Start of TEXT SHOWN

I read a book a few years ago, by a professor of missions and evangelism, Lamin Sanneh, who pointed out that Christianity is the only one of the world’s major religions that DOESN’T have some special “sacred language” that we have to use in church. The Christian scriptures are scriptures in translation, and they have been from the very beginning, when they were translations into languages that lots of people used at the time, like “common Greek.” Christians have always thought that translations from one language to another are possible for the gospel, that the gospel can be proclaimed in any language. That idea starts right from the day of Pentecost. And that idea is actually unique in the world’s religions.
So one of the things we celebrate on the day of Pentecost, besides “the birthday of the church,” is the way the gospel – the good news of Jesus Christ, of who Jesus is, of what Jesus Christ means for humanity and for the individual members of humanity – repairs the divisions between people that come from our inability to communicate with each other. The gospel brings people together as people, who share humanity with one another, and with Jesus, and who are also in communion with God through Christ. [That is a lot to celebrate!!]
Because the day of Pentecost is, we are meant to recognize this, the undoing or repairing or overcoming of the consequences of what happened at Babel.

End of TEXT SHOWN

### WRITTEN INSTRUCTION 1
In the passage on Pentecost, what do Christians not have that the other major world religions have?
### WRITTEN INSTRUCTION 2
Continue the passage on Pentecost from its last sentence.

Start of RECORD EXTRACTS

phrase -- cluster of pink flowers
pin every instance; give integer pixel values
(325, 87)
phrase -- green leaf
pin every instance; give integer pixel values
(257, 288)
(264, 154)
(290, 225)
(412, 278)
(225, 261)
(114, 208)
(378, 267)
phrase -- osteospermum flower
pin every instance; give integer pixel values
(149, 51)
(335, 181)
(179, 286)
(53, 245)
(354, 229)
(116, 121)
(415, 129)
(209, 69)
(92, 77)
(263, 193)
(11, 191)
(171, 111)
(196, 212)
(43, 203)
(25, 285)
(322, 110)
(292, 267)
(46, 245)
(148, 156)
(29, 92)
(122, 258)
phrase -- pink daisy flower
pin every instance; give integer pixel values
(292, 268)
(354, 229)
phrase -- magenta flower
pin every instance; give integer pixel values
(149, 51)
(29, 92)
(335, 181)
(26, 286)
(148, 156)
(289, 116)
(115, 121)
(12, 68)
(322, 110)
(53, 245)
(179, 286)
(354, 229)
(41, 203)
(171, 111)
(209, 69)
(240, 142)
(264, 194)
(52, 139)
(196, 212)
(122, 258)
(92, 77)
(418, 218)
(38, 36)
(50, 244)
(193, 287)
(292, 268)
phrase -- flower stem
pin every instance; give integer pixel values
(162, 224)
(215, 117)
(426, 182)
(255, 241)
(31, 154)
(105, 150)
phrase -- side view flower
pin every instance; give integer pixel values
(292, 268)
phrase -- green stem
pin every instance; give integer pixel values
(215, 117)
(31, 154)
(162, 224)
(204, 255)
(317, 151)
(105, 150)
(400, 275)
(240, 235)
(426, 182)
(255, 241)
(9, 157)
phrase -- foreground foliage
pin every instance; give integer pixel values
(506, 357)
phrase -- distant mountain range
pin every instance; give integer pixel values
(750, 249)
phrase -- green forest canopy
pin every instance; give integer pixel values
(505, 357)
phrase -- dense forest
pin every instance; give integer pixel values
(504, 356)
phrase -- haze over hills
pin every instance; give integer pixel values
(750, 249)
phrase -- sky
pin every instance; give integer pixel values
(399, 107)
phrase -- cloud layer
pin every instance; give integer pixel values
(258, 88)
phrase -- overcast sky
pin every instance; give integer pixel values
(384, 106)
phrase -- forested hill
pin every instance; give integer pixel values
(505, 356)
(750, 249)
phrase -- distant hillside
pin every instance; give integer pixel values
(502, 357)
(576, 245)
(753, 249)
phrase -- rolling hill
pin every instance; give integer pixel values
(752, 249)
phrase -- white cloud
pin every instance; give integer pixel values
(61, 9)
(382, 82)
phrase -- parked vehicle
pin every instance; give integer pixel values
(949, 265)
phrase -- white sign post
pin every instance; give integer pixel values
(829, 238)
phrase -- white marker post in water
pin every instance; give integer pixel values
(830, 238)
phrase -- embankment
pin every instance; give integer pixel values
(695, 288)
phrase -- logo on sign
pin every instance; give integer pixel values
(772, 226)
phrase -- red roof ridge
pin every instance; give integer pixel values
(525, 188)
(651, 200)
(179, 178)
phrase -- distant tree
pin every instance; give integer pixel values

End of RECORD EXTRACTS

### FINAL ANSWER 1
Christians do not have a special "sacred language" that must be used in church.

### FINAL ANSWER 2
So, since the church thinks the story of Pentecost is that kind of anti-Babel, is the undoing or the beginning of the undoing of the confusion and the communication problem that began there, it makes some sense to take a closer look at the story of the Tower of Babel. That will give us some more insight into what exactly Pentecost is undoing …
But before we do that, here’s a warning: this story of the Tower of Babel is VERY familiar to most of us, and probably we have been told MANY TIMES what it means, what “it’s about.” That can make it very difficult to actually hear what the Bible says in this story, to listen to the text, instead of what’s already in our heads about the text.
And in particular, I know from some past experience, of having been a TA for Hebrew exegesis at the seminary once, and from having read this story with people in Sunday school, what we have probably learned is that this text is about “pride.” The people at Babel were too proud; they wanted to build a tower that reached to the heavens; they wanted to be God, etc. etc.; so God punished them for that. I could ask for a show of hands of how many of us have learned that about this story … I’ll be astonished if anyone doesn’t raise their hand.
So I’m going to ask everyone to at least consider that there could be … something more than that in this story … there could be something else going on, too.
With that in mind, let’s look at this story.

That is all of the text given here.